### 과제 안내
아래의 모든 행을 한 글자도 바꾸지 말고 그대로 다시 적으세요.
==== 행 목록 ====
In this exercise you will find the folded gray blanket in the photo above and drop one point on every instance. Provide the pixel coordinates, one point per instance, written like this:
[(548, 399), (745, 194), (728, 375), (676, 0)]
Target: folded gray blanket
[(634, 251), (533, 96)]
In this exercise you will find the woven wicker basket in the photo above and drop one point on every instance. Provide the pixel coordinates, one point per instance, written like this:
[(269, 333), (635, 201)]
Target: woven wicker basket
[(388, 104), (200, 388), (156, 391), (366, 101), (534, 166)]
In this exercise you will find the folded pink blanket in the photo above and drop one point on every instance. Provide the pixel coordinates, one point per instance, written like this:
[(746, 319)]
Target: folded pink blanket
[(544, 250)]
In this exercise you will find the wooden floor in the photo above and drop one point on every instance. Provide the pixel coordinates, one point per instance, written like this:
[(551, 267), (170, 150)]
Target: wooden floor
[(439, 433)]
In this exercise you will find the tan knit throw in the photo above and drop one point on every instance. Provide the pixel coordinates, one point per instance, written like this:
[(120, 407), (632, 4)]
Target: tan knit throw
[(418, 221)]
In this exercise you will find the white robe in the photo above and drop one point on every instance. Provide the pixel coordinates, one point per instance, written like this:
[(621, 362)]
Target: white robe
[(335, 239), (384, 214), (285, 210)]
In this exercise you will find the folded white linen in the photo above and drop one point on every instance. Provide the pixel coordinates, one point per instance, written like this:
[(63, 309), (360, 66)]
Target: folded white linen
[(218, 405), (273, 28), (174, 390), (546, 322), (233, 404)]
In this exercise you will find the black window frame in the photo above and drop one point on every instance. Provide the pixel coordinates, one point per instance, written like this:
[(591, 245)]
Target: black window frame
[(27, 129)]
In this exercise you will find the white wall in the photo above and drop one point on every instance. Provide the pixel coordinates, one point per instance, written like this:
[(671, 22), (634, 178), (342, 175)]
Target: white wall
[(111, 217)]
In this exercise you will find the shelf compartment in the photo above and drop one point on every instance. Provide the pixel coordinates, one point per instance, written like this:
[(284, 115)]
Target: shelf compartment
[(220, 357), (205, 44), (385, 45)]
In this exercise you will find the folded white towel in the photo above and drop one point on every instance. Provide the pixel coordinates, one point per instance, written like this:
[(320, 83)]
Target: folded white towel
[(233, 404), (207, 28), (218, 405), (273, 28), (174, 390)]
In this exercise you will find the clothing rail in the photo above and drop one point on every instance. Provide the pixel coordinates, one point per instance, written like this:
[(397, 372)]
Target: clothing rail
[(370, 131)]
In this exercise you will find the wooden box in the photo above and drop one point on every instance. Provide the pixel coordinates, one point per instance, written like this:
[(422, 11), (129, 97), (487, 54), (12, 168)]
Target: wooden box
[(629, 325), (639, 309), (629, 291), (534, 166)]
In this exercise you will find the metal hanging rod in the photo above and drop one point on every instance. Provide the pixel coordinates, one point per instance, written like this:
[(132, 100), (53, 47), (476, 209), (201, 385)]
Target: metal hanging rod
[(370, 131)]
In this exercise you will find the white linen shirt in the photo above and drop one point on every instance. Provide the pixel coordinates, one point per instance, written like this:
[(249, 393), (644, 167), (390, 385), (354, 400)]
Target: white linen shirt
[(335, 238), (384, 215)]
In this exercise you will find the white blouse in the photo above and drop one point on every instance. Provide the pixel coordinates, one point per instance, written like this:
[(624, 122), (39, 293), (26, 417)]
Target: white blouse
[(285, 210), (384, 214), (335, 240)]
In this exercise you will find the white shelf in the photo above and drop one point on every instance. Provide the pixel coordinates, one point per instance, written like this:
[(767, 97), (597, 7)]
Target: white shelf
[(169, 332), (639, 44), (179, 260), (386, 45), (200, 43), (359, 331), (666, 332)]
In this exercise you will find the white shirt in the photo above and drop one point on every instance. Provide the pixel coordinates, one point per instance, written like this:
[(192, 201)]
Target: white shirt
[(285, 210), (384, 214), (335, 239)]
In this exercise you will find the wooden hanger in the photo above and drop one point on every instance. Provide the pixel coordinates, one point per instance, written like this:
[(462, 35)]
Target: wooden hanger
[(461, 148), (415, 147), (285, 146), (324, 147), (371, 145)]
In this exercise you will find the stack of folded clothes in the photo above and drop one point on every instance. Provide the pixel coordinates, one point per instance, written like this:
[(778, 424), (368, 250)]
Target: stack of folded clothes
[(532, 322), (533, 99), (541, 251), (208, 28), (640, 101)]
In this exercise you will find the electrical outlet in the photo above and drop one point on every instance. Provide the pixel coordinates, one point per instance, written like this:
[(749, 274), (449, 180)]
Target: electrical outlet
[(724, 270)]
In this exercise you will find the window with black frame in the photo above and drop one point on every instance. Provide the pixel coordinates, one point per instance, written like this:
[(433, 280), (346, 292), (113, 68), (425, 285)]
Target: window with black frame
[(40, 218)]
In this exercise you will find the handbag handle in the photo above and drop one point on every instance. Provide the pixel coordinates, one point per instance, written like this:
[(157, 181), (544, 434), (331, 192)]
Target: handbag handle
====
### 과제 답변
In this exercise you will find the folded gray blanket in the photo above and drop one point on every instance. Provide the pixel coordinates, one point per instance, written like this:
[(548, 399), (745, 194), (728, 375), (676, 0)]
Target: folded gray blanket
[(634, 251), (533, 96)]
In this exercise you will find the woven wicker basket in the photo above and drop one point on every instance. Provide the pixel coordinates, one point per instance, written like this:
[(269, 333), (635, 201)]
Target: woven wicker basket
[(388, 104), (200, 388), (156, 391), (366, 101), (534, 166)]
In this exercise you will find the folded pink blanket in the photo above and drop one point on every instance. Provide the pixel coordinates, one point per instance, written like this:
[(746, 319)]
Target: folded pink blanket
[(544, 250)]
In this exercise you will find the wooden floor in the photo above and drop one point on every instance. Provide the pixel coordinates, one point per instance, written like this:
[(551, 267), (170, 150)]
Target: wooden floor
[(439, 433)]
In this exercise you will find the tan knit throw in the photo above and drop one point on every instance. Provide the pixel coordinates, one point per instance, written like this:
[(120, 407), (632, 4)]
Target: tan knit throw
[(418, 221)]
In this exercise you will find the white robe in the photo above and drop one point on every instance. Provide the pixel coordinates, one point per instance, written like this:
[(621, 362)]
Target: white robe
[(335, 239), (384, 214), (285, 210)]
In this exercise you will find the folded white linen in the photo above and drop one point on every instance. Provide the pixel coordinates, one point per instance, written like this:
[(63, 309), (360, 66)]
Target: folded white linen
[(218, 405), (273, 28), (174, 390), (546, 322), (233, 404)]
In this exercise you will find the black window frame in the photo above and drop one point on every instance. Provide the pixel coordinates, one point per instance, written like this:
[(591, 245)]
Target: black window frame
[(27, 129)]
In this exercise you will find the white wall in the photo above and drop one point on every instance. Provide the pixel coordinates, one point per instance, written like this:
[(671, 22), (634, 178), (342, 175)]
Target: white wall
[(111, 217)]
In this exercise you will find the shelf compartment in the photo above and drop one point on every instance. Provide the pixel coordinates, one point per instance, written like this:
[(284, 115)]
Target: shelf compartment
[(220, 357), (205, 44), (385, 45)]
In this exercise you will find the folded white towel in the photo above and drop one point on every instance. Provide the pixel coordinates, one point per instance, written like this:
[(320, 83)]
Target: folded white towel
[(233, 404), (207, 28), (218, 405), (273, 28), (174, 390)]
In this exercise you will find the clothing rail in the photo above and drop one point on every instance. Provide the pixel coordinates, one point per instance, written like this:
[(397, 372)]
Target: clothing rail
[(370, 131)]
In this exercise you will find the wooden box in the photo above and drop one point on every instance. Provide the pixel coordinates, one point per instance, written like this:
[(422, 11), (129, 97), (487, 54), (12, 168)]
Target: wooden box
[(629, 325), (639, 309), (629, 291), (534, 166)]
In this exercise you will find the metal hanging rod in the photo above and drop one point on every instance. Provide the pixel coordinates, one point per instance, written like this:
[(132, 100), (53, 47), (476, 209), (201, 385)]
Target: metal hanging rod
[(370, 131)]
In this exercise you will find the white linen shirt in the photo above and drop one point on every instance. Provide the pixel coordinates, one point per instance, written like this:
[(249, 393), (644, 167), (390, 385), (354, 400)]
Target: white linen shirt
[(335, 238), (384, 215)]
In this exercise you will find the white blouse in the photo above and drop one point on every instance. Provide the pixel coordinates, one point per instance, written like this:
[(624, 122), (39, 293), (26, 417)]
Target: white blouse
[(285, 210), (384, 214), (335, 240)]
In this exercise you will find the white shelf in the photo above and drop one point on every instance. Provide the pixel coordinates, one point per instance, written like this:
[(767, 97), (597, 7)]
Target: white shelf
[(169, 332), (639, 44), (179, 260), (386, 45), (200, 43), (359, 331), (666, 332)]
In this exercise you will find the white shirt in the photo above and drop one point on every instance. Provide the pixel coordinates, one point per instance, written like this:
[(192, 201)]
Target: white shirt
[(285, 210), (384, 214), (335, 239)]
In this exercise you will find the wooden hanger in the photo above and drop one point on every instance. Provide the pixel coordinates, one point per instance, written like this:
[(462, 35)]
Target: wooden hanger
[(461, 148), (415, 147), (285, 146), (324, 147), (371, 145)]
In this exercise you will find the stack of folded clothes in the photo above and drop one point on every instance. Provide the pixel coordinates, one point per instance, written like this:
[(778, 424), (368, 250)]
Target: stack of folded clothes
[(532, 322), (533, 99), (541, 251), (208, 28), (640, 101)]
In this exercise you will find the electrical outlet in the photo above and drop one point on every instance. Provide the pixel coordinates, one point per instance, written like this:
[(749, 274), (449, 180)]
Target: electrical outlet
[(724, 270)]
In this exercise you will find the window with black frame in the photo above and drop one point on every instance. Provide the pixel coordinates, one point per instance, written like this:
[(433, 280), (346, 292), (113, 68), (425, 285)]
Target: window with black frame
[(40, 218)]
In this exercise you will find the handbag handle in the photo above and drop one point on every instance. Provide the pixel coordinates, one point per instance, written like this:
[(157, 181), (544, 434), (331, 192)]
Target: handbag handle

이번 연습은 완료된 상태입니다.